* **AIM OF THE TASK**
Please return each line from the rows below that contains the word "white". Case matters, so a line matches only if the capitalization is the same.

* **DATASET ENTRIES**
## BEGIN

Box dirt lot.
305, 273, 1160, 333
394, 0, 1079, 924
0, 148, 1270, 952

## END
## BEGIN

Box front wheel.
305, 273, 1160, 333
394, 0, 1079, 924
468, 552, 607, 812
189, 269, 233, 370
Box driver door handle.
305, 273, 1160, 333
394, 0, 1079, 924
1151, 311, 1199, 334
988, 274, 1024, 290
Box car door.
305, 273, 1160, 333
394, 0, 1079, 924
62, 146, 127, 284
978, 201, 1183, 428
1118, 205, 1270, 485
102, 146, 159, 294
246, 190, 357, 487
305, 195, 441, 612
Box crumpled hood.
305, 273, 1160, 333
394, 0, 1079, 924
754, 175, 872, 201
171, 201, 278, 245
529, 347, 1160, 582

## END
## BEGIN

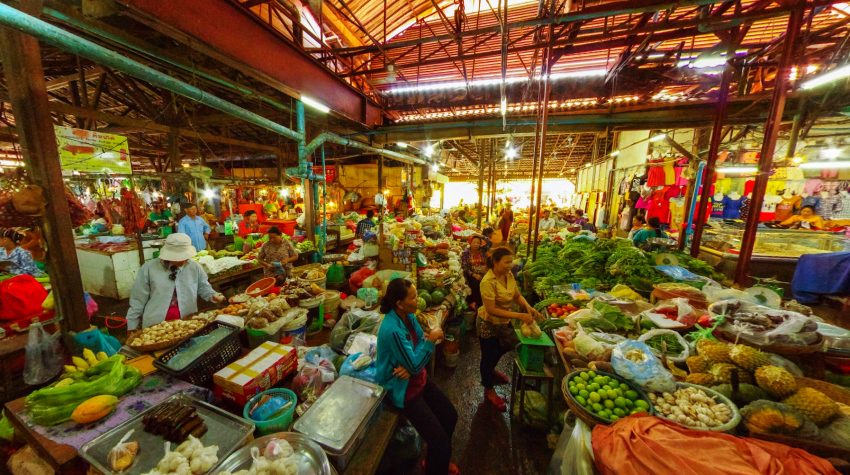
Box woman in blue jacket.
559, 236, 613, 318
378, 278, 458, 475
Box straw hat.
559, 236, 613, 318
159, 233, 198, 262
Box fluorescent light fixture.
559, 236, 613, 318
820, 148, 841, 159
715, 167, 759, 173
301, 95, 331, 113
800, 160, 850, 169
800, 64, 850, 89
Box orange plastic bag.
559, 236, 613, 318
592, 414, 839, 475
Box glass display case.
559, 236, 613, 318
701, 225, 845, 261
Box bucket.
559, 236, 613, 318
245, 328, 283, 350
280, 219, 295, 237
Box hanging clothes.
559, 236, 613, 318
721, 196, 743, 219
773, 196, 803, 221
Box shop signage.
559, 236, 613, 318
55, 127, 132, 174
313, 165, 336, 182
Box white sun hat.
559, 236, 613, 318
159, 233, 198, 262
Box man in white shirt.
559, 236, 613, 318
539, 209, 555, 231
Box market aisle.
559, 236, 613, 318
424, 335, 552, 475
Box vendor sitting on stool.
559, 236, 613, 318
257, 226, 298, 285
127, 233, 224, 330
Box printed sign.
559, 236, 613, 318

## END

* **TASK ANSWER**
Box white sun hat.
Box man in white shirt.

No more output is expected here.